Print the listing as it stands, omitting all images.

● ● ● ● ● ● ●

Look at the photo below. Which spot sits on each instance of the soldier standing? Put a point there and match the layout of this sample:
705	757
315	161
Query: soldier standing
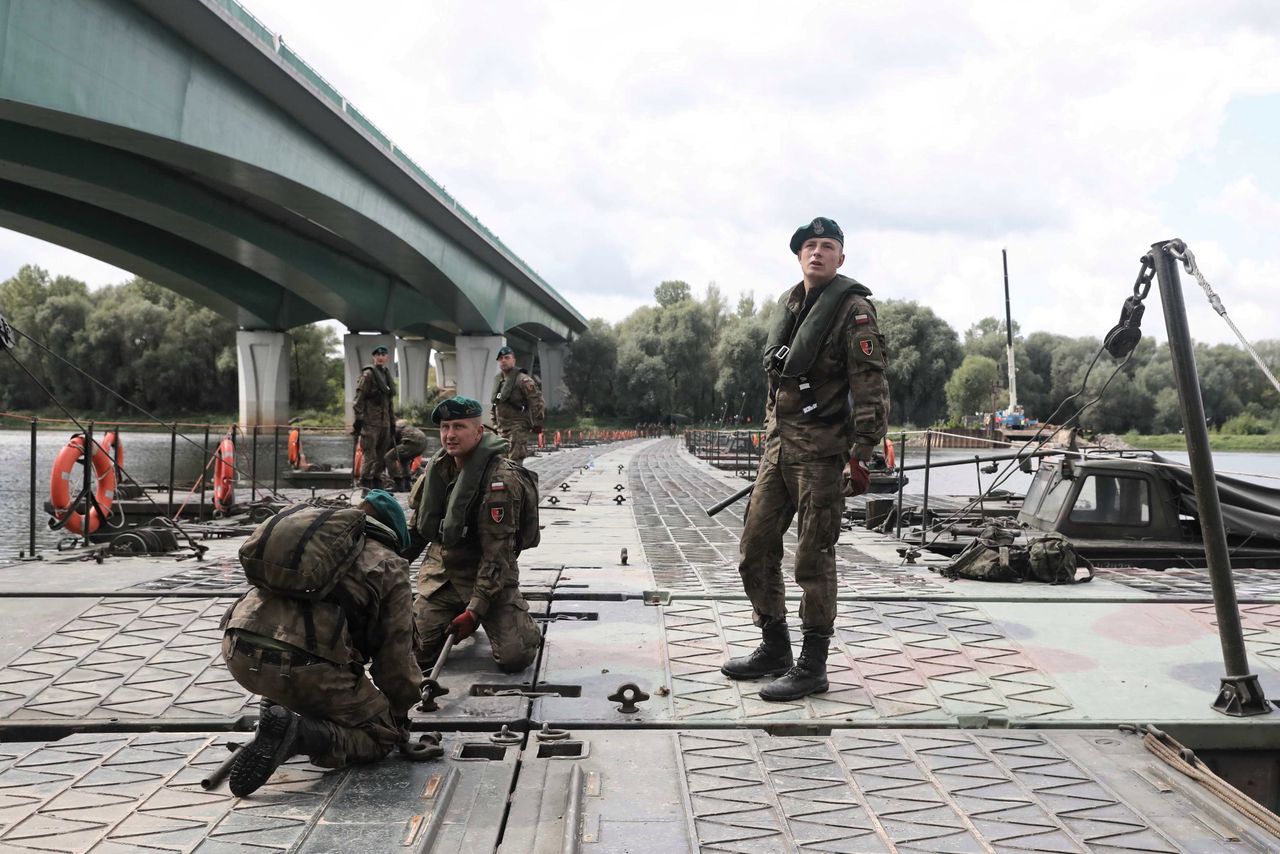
517	405
373	409
309	656
470	506
410	442
827	405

● ● ● ● ● ● ●

**REPLY:**
Look at the photo below. Which spot sits on each instance of the soldier standing? Put a point there and match the layout of this sample:
705	757
315	161
Query: soldier standing
517	405
373	409
309	656
470	506
410	442
827	405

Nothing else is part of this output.